▸ What you need to do
Continue the article on scented candles and indoor air quality, picking up after its final sentence.

▸ Source extract
________________________________________
Can scented candles be harmful to your health or indoor air quality?
It’s common knowledge that chemical-laden cleaners, sprays, and certain textiles can mess with air quality at home—but candles and incense? There’s a wide spectrum of ingredients in these products, and admonishing all of them feels harsh, especially to matchstick-hoarding, scent-addicted folks like myself. With the image of my leaning tower of unused candle jars flashing in my head, I reached out for a second opinion about when, if ever, burning scents at home is safe.
The science on scented candles, incense, and air quality.
But first, a little background research: One commonly cited chemical of concern in scented candles is limonene, which is naturally found in citrusy notes. While totally safe on its own, when limonene comes in contact with nitrogen oxide—a common pollutant in indoor and outdoor air—it has been shown to lead to byproducts like formaldehyde and acetone. Formaldehyde, in particular, has been identified as a chemical of concern by the Environmental Protection Agency, linked to an increased risk of developing certain cancers.
However, another comprehensive report from the EPA found that in order for candle smoke to surpass the EPA’s “excess cancer risk level,” you’d have to burn 30 of them in an enclosed room for three hours.
The agency considers a candle’s wick to be far more important to its overall safety, writing that wicks made with lead “generate indoor airborne lead concentrations of health concern.” Though technically banned from U.S. markets in 2003, you might still find lead wick candles on shelves.
The other important part of candles is the type of wax. Paraffin wax candles (extracted from petroleum) have been found to produce higher levels of alkenes and toluenes than other wax types, though it’s unclear whether they emit enough to be a human health concern.
________________________________________
▸ Data extract

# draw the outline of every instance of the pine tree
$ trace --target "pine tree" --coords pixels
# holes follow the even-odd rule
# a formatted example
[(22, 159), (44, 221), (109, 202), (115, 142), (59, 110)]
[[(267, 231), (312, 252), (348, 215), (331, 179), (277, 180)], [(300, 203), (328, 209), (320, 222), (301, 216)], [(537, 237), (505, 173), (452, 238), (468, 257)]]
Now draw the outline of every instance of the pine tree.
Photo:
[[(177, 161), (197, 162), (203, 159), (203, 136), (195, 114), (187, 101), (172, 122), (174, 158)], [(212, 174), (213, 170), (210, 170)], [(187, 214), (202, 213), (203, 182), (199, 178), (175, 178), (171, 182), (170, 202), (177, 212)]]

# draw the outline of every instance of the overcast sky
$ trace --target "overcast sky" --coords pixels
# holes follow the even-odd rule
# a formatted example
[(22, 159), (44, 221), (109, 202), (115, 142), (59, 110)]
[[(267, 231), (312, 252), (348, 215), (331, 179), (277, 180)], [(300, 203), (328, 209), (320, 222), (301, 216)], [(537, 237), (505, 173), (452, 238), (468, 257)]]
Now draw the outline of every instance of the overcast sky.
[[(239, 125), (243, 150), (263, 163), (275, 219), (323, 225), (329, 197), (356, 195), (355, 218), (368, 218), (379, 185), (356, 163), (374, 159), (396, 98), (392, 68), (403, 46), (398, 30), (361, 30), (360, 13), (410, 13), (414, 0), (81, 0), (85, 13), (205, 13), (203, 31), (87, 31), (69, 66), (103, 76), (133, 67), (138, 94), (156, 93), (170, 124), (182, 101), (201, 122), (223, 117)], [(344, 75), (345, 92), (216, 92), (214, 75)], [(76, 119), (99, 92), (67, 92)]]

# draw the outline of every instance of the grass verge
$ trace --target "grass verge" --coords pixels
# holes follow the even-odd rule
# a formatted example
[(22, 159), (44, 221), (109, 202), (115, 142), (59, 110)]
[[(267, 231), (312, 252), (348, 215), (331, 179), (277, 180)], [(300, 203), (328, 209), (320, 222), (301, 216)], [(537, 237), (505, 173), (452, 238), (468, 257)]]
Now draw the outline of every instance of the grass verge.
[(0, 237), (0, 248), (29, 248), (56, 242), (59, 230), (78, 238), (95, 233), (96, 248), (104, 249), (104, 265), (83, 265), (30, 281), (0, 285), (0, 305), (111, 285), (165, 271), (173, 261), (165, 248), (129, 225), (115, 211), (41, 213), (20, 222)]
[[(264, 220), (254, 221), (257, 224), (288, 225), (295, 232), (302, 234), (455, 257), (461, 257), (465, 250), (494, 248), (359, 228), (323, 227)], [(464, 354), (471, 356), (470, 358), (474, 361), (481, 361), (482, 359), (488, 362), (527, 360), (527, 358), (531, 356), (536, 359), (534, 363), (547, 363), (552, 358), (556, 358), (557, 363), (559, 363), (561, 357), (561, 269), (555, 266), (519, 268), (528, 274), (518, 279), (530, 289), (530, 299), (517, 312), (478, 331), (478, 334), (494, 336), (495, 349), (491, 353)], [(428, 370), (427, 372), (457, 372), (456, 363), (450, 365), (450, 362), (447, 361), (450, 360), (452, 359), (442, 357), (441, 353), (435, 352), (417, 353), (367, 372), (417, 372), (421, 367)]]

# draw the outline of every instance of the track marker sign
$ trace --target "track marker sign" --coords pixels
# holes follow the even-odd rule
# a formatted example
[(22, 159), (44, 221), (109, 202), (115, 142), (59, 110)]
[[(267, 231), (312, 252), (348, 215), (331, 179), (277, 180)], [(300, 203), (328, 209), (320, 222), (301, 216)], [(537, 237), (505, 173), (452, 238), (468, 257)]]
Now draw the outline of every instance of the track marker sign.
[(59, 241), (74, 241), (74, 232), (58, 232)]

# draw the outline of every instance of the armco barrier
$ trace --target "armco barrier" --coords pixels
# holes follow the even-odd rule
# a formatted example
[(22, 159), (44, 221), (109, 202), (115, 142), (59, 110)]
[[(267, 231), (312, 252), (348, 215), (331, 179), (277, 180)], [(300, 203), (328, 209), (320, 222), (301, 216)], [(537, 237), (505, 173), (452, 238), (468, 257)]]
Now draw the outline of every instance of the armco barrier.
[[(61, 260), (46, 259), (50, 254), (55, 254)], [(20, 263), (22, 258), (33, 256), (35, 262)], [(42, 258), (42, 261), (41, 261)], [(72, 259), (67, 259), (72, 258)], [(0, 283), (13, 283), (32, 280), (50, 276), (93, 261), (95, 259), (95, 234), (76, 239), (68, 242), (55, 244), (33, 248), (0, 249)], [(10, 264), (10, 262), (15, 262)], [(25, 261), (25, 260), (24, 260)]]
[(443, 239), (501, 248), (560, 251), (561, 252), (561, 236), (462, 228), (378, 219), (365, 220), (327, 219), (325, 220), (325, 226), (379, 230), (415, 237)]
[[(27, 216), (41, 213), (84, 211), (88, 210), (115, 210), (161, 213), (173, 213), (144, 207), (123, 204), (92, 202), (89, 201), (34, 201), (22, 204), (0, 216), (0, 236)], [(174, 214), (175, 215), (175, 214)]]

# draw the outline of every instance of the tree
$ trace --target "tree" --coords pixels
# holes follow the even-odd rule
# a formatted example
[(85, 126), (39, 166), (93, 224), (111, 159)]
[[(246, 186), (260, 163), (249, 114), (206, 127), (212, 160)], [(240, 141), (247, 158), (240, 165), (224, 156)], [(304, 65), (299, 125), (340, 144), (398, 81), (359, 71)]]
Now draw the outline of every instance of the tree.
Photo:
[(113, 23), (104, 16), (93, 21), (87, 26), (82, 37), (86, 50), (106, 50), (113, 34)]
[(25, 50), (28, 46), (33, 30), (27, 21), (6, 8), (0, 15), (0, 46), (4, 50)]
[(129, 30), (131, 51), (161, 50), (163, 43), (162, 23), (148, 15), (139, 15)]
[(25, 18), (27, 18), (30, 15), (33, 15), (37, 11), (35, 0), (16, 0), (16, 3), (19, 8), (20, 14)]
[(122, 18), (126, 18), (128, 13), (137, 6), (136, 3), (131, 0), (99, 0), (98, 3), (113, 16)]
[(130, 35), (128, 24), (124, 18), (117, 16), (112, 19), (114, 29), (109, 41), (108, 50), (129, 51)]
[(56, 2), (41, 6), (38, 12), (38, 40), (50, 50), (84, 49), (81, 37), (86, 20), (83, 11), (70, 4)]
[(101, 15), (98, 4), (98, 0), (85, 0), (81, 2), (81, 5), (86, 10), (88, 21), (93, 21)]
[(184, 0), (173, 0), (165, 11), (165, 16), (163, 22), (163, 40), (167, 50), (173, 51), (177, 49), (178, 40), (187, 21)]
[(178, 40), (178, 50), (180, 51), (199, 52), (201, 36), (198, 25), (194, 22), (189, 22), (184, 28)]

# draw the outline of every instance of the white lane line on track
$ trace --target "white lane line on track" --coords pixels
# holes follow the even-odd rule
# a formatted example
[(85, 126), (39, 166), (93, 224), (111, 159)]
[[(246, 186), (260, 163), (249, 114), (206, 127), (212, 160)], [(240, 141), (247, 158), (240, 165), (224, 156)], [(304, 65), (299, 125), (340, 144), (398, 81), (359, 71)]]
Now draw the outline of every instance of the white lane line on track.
________________________________________
▸ Written response
Basically, for every study out there that says burning candles is dangerous, there’s another that says it’s totally safe in moderation. With such inconclusive evidence, your best bet is seeking out candles and incense from makers that prioritize healthy ingredients.
How to choose better candles and incense and use them safely.
“They probably weren’t looking at natural candles and incense,” Rhea Mehta, Ph.D., a molecular toxicologist said. Mehta hesitates to tell anybody to stop burning candles and incense altogether—especially people who use them for religious or spiritual practice.
Instead, choose candles with a “soot-free” wick made of cotton or wood; clean-burning waxes like soy, beeswax, or coconut; and a transparent ingredient list. As far as incense is concerned, choose ones that have been dipped in natural oils.
Mehta adds that no matter what kind of candle or incense you have, you should be careful when putting it out.
“Usually with candles, the issue is when you blow it out. I tell people to open their windows so smoke doesn’t end up in their space—especially if they’re about to go to sleep,” she says.
Finally, people who are predisposed to respiratory issues or allergies should be extra observant when burning anything at home. “If you notice a headache or drop in energy when you burn a candle, you might not want to keep it close to you,” she says.